Reproduce verbatim every line from the one that includes "In this exercise you will tag the work" to the closing line of the entries; omit everything before it.
─── Data supplied ───
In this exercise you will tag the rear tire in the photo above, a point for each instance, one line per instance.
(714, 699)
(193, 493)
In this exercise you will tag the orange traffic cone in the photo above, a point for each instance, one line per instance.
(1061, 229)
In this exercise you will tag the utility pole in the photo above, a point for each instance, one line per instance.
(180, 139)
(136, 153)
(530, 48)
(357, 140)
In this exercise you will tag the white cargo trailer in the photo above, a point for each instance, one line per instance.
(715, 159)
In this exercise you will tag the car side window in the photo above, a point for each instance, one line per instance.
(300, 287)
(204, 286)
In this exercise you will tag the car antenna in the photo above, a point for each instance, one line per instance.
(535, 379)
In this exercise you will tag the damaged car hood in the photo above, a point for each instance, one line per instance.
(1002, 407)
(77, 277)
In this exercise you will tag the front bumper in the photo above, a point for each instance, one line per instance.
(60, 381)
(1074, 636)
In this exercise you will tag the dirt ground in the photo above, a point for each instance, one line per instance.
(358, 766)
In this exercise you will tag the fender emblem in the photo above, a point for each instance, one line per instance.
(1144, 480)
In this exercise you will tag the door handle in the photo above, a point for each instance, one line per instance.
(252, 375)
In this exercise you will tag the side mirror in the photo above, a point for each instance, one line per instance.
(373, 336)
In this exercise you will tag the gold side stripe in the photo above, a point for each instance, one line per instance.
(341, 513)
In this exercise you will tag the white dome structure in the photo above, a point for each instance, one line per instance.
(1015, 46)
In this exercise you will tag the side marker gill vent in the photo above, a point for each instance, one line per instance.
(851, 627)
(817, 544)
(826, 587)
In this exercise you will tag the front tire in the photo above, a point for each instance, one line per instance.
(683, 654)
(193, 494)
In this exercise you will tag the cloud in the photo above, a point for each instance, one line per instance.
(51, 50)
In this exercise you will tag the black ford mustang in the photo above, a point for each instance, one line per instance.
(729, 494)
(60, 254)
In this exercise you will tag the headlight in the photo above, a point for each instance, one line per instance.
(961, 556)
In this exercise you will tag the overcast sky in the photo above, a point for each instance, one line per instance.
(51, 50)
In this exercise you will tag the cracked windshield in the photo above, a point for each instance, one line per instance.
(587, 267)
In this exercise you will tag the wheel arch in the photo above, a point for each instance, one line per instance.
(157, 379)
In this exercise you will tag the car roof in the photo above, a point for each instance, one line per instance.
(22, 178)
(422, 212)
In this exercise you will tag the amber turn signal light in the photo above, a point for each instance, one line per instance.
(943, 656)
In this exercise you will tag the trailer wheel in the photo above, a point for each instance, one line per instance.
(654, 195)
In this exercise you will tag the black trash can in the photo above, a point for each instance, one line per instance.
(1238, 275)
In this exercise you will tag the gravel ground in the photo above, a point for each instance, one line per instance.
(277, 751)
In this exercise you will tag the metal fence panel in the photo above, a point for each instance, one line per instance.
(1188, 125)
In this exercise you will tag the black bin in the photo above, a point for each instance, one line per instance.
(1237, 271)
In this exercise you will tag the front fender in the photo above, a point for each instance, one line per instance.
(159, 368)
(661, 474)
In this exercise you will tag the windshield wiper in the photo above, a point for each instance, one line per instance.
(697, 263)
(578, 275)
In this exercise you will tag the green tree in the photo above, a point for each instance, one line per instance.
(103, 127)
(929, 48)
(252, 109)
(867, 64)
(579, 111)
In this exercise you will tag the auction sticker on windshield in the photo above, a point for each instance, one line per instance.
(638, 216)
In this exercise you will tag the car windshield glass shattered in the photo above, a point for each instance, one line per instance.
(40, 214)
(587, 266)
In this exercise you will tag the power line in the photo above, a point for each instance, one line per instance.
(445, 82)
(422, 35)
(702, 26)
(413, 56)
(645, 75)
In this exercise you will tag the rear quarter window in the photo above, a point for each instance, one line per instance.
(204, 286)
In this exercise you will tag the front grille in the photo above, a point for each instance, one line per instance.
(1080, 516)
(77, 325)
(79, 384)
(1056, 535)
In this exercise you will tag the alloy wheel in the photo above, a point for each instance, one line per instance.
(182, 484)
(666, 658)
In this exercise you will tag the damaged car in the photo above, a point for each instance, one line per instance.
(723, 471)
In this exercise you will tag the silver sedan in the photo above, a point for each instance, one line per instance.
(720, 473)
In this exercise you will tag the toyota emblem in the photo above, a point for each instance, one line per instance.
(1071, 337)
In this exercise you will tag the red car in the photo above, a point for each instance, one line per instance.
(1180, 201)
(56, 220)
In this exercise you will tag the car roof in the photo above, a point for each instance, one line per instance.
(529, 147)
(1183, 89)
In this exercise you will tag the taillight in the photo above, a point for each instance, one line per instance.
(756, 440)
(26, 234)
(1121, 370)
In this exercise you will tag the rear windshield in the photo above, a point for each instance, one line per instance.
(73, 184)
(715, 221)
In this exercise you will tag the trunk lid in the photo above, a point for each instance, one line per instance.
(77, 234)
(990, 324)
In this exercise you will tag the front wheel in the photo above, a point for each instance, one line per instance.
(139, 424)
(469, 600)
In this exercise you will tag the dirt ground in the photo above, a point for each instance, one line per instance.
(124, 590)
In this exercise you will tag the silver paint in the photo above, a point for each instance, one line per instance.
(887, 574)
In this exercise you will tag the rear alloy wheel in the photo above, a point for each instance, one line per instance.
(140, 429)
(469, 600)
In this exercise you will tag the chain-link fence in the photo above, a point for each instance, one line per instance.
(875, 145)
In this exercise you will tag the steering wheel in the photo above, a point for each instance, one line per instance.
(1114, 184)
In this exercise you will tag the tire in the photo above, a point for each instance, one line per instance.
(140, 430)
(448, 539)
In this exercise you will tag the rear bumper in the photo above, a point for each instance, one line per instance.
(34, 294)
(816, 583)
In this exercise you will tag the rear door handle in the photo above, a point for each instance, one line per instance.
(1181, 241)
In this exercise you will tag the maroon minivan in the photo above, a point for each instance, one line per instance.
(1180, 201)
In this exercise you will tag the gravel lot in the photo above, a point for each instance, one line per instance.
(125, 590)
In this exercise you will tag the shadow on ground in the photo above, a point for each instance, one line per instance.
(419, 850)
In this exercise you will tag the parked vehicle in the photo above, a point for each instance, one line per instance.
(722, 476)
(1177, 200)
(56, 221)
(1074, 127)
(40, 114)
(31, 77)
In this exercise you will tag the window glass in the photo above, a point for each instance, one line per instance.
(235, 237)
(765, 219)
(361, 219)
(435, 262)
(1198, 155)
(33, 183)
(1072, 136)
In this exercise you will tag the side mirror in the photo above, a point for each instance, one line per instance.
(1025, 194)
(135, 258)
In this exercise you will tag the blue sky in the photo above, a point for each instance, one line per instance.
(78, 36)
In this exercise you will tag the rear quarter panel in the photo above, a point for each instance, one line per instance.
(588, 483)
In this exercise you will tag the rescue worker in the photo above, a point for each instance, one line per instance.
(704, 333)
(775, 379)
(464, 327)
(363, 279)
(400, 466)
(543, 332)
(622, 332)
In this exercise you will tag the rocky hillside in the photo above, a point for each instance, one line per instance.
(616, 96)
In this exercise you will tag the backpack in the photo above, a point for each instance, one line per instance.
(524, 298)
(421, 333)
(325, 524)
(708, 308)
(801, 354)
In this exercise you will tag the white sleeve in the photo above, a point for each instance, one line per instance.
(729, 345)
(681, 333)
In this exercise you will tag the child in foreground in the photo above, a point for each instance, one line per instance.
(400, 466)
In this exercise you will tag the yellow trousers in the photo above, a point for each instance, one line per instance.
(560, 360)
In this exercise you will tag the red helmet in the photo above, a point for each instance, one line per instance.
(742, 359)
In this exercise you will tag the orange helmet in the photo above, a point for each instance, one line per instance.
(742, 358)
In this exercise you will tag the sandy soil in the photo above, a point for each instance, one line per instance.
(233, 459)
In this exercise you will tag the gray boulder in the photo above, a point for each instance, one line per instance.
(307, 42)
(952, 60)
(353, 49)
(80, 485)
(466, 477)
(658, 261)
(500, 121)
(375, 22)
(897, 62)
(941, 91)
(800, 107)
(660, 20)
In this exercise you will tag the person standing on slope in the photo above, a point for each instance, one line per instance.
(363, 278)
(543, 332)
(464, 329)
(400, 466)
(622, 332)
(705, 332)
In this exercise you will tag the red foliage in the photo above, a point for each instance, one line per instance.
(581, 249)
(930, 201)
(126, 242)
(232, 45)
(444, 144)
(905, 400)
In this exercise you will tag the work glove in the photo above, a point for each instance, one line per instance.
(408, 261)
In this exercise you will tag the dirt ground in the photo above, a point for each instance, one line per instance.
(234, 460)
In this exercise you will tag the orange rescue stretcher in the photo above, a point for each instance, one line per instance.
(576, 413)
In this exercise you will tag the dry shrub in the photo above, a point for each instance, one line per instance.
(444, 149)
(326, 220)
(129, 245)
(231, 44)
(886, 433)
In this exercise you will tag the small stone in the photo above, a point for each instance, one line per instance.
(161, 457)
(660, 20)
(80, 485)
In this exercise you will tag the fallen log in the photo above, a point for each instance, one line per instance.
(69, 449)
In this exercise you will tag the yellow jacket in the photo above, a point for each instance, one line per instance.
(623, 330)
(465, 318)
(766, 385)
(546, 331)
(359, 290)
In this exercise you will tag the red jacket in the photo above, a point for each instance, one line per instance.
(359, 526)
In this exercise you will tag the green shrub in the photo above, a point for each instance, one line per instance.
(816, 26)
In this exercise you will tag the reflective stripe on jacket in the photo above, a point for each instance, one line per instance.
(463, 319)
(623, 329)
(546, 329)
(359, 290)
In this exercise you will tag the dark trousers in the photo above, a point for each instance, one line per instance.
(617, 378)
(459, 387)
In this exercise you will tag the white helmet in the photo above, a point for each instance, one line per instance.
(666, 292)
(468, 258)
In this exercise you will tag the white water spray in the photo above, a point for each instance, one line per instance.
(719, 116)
───
## Exercise solution
In this exercise you will tag the work glove in the photo above, a point for each instance, one line per instance.
(408, 261)
In this exercise you will tag the dirt ground in the photo above, a point for each instance, one line per instance.
(234, 460)
In this exercise you will tag the orange rescue stretcher in the photo above, a point for each instance, one line per instance.
(576, 413)
In this exercise you will tag the dry shrub in the photo above, a point for each instance, one line per instance.
(444, 149)
(326, 220)
(129, 245)
(231, 44)
(886, 433)
In this exercise you will tag the small stone in the photo above, a point for each instance, one line per instance.
(161, 457)
(660, 20)
(80, 485)
In this exercise you will tag the fallen log in the photo above, a point for each instance, one line per instance.
(69, 449)
In this exercise you will tag the yellow jacket in the photo above, a point for each instance, one line per instance.
(623, 330)
(465, 318)
(766, 385)
(546, 331)
(359, 290)
In this exercise you will tag the red jacket in the photo above, a point for each instance, one line per instance.
(359, 526)
In this exercise you will tag the green shrub in the photo above, a point for each instance, one line per instance.
(816, 26)
In this exercise you will tag the reflective stripe on jacket in the photo above, a point for each instance, one line per instance.
(463, 319)
(623, 329)
(546, 329)
(359, 290)
In this exercise you will tag the dark trousers in the photo above, a point for each instance, one line per instance.
(617, 378)
(459, 387)
In this exercise you will tag the white helmet in the photo above, a point for each instance, one line per instance.
(666, 292)
(468, 258)
In this exercise you will tag the white water spray in the photo above, a point for each instance, one line per instance.
(719, 116)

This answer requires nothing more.